**What to work on**
**a)** From the article about the Hinds County district attorney, extract the passage that starts at the words "Special Circuit Court" and ends after "Butler from prosecution.".
**b)** List every person named in the article about the Hinds County district attorney.

**Passage provided**
***

FBI Agent Accuses Hinds District Attorney of Shielding Drug Traffickers | Jackson Free Press | Jackson, MS

FBI Agent Accuses Hinds District Attorney of Shielding Drug Traffickers

An FBI agent accused Hinds County District Attorney Robert Shuler Smith of connections to alleged drug traffickers in documents a judge recently unsealed. Photo courtesy Hinds County Sheriffs Department

An FBI agent accused Hinds County District Attorney Robert Shuler Smith of connections to alleged drug traffickers in documents a judge recently unsealed. Photo courtesy Hinds County Sheriffs Department

— A judge unsealed documents last week as part of the ongoing case against Hinds County District Attorney Robert Shuler Smith and Assistant District Attorney Jamie McBride that reveal more about the possible reasons for the circuitous legal quagmire that spans multiple cases and courts.

Special Circuit Court Judge Larry Roberts unsealed court documents Sept. 12 alleging that the relationship between Smith and a former client named Darnell Turner connects to an employee in the district attorney's office, revealing more of Attorney General Jim Hood's argument that Smith is trying to shield both Turner and Christopher Butler from prosecution.

***

**Extracted entries**
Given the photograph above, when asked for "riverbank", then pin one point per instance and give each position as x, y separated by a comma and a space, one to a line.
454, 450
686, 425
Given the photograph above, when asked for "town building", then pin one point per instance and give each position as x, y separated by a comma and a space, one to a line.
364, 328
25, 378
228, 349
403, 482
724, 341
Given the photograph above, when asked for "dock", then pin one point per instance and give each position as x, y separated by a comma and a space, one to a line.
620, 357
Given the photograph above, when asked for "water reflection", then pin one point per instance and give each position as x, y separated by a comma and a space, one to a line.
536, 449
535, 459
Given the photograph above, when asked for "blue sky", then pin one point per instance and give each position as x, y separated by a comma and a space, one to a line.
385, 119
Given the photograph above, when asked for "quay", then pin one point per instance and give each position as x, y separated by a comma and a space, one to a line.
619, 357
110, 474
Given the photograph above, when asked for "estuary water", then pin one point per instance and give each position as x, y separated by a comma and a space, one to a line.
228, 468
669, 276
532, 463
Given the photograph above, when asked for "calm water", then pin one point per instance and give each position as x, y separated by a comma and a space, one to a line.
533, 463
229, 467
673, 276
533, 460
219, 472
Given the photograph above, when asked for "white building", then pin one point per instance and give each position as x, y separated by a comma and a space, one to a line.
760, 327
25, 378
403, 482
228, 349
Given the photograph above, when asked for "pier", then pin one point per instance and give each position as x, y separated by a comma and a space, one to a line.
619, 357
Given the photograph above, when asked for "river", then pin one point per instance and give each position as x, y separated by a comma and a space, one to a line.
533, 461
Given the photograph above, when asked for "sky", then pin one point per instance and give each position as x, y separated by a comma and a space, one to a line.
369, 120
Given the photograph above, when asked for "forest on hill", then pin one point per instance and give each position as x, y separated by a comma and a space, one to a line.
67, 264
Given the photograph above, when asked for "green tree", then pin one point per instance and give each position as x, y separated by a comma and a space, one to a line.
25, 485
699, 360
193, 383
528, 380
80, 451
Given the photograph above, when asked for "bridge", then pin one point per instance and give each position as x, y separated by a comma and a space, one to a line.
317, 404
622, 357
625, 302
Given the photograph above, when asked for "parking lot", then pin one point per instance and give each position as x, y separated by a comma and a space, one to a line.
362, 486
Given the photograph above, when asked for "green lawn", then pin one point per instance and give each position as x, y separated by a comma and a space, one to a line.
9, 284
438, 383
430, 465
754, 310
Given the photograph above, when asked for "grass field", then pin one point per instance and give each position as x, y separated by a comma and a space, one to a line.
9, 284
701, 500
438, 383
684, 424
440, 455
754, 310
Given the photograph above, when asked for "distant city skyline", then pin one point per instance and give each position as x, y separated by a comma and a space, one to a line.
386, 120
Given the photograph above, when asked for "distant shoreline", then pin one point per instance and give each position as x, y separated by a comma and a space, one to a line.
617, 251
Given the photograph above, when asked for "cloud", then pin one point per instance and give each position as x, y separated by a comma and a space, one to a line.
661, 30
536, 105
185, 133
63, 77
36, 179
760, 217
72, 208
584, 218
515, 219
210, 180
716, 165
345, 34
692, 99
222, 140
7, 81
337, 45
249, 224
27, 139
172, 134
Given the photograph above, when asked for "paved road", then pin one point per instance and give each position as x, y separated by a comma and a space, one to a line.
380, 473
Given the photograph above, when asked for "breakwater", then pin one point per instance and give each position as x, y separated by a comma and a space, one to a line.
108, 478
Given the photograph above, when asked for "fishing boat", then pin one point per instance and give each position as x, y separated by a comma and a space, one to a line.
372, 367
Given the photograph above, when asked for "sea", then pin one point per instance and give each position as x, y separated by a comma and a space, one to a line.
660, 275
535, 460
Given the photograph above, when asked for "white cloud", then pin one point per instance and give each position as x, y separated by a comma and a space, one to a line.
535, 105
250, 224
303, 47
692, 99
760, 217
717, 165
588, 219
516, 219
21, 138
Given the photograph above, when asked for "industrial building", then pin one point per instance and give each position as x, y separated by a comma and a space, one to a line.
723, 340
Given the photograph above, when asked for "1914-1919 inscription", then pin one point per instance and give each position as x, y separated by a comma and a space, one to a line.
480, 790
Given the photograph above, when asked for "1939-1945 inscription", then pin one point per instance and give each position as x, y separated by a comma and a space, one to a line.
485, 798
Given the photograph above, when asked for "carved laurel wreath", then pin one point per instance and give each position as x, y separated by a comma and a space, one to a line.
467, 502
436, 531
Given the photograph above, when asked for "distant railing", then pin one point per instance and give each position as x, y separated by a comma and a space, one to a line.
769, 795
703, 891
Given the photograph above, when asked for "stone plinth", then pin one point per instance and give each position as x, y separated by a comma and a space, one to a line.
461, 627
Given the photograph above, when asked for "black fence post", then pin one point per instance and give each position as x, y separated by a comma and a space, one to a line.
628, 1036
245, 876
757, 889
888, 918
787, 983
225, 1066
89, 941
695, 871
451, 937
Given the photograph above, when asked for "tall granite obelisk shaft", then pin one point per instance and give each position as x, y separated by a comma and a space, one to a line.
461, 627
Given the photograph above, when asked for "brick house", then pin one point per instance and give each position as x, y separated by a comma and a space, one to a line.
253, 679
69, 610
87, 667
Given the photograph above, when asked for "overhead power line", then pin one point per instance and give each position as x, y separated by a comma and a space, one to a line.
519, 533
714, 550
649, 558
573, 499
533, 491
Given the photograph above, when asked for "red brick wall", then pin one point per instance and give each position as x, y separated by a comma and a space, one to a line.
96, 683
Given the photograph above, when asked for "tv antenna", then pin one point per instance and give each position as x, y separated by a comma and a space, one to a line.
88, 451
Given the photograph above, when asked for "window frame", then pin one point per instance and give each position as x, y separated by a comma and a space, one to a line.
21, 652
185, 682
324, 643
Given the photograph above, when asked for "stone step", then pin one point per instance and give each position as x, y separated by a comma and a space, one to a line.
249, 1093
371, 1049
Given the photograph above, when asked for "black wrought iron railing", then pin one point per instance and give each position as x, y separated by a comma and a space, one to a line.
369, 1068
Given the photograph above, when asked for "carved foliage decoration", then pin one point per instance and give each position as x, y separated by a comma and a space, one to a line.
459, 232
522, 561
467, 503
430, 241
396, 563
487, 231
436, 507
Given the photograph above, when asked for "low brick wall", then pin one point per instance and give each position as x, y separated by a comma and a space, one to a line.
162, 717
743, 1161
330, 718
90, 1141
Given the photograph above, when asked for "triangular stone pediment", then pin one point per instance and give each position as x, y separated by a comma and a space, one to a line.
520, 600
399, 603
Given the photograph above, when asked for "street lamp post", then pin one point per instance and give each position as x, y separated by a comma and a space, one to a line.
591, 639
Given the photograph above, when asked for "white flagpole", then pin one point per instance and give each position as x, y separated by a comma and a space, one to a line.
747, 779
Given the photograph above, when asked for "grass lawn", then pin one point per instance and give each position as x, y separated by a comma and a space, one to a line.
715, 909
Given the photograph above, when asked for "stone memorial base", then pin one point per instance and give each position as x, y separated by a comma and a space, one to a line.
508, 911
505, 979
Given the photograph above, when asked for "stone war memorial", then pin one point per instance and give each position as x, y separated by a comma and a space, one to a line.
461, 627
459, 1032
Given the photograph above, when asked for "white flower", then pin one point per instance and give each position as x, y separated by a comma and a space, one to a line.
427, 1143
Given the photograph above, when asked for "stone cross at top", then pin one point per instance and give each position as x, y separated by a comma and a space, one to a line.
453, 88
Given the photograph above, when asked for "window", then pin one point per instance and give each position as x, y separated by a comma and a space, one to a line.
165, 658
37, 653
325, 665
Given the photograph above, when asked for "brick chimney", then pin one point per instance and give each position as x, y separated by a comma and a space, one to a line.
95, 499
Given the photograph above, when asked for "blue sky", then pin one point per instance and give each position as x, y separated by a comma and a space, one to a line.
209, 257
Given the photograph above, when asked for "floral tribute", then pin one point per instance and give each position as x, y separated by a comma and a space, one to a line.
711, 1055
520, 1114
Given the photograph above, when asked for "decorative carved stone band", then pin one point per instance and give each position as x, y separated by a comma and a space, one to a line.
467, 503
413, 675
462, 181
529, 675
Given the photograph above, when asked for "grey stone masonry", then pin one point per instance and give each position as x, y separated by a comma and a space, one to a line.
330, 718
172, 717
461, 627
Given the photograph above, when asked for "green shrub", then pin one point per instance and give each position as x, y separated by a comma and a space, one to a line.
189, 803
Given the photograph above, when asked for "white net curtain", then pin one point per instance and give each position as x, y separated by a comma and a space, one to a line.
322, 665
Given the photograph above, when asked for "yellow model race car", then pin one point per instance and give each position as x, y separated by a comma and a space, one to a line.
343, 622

***

**Solutions in order**
**a)**
Special Circuit Court Judge Larry Roberts unsealed court documents Sept. 12 alleging that the relationship between Smith and a former client named Darnell Turner connects to an employee in the district attorney's office, revealing more of Attorney General Jim Hood's argument that Smith is trying to shield both Turner and Christopher Butler from prosecution.

**b)**
Robert Shuler Smith
Jamie McBride
Larry Roberts
Darnell Turner
Jim Hood
Christopher Butler